* Your assignment: Below is some data. Retype exactly the lines starting at the one with "Shelf-audit tagging: put a marker on the metal" and ending at the one with "Shelf-audit tagging: put a marker on the parked".

Region pointing data:
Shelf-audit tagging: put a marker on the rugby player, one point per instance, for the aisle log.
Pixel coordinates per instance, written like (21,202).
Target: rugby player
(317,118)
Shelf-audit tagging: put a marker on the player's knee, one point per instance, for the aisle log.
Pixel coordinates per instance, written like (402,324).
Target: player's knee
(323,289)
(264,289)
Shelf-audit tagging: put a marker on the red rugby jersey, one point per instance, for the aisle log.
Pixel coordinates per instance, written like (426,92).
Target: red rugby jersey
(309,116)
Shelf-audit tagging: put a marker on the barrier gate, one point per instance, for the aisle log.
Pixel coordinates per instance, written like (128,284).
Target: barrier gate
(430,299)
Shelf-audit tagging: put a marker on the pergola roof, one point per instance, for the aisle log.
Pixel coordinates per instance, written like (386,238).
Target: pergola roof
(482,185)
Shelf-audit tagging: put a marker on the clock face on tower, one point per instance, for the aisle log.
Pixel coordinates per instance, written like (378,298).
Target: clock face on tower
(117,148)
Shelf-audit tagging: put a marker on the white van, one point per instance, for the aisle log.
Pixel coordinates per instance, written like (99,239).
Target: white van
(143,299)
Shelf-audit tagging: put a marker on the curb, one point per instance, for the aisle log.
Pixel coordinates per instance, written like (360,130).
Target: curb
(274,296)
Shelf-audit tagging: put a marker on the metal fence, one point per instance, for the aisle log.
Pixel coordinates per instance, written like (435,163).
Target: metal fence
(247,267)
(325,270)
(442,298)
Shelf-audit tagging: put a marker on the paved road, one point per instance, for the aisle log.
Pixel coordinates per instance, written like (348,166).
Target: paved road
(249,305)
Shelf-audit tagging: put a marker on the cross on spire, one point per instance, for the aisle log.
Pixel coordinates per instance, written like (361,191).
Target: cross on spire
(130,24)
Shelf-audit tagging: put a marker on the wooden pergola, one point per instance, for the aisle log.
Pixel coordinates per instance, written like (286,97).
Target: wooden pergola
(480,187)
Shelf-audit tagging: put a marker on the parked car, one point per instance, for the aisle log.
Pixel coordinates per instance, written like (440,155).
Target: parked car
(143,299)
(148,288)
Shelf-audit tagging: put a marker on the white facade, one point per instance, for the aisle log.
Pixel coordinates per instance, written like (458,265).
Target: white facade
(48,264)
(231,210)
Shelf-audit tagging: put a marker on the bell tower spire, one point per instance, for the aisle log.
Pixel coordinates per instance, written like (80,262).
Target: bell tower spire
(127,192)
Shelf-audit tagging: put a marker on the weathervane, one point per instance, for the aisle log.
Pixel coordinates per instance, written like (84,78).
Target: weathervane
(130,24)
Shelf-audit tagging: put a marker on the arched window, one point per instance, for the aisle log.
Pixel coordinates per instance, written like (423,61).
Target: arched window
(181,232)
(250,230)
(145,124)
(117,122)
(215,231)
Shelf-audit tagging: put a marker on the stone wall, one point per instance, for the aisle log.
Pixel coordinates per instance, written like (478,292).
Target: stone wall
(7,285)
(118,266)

* Your response:
Shelf-audit tagging: put a marker on the metal fence, one point per instance, for the aisle log.
Pixel coordinates per instance, written like (435,163).
Target: metal fence
(247,267)
(325,270)
(442,298)
Shelf-audit tagging: put a marker on the paved road, one point per instance, for the aisle log.
Pixel coordinates per instance, written like (348,166).
Target: paved road
(249,305)
Shelf-audit tagging: put a marker on the cross on spire, one point per instance, for the aisle log.
Pixel coordinates per instance, written like (361,191).
Target: cross on spire
(130,24)
Shelf-audit tagging: put a marker on the wooden pergola, one point per instance, for the aisle log.
Pixel coordinates per instance, written like (286,97).
Target: wooden pergola
(480,187)
Shelf-audit tagging: put a marker on the parked car, one point per instance, for the aisle log.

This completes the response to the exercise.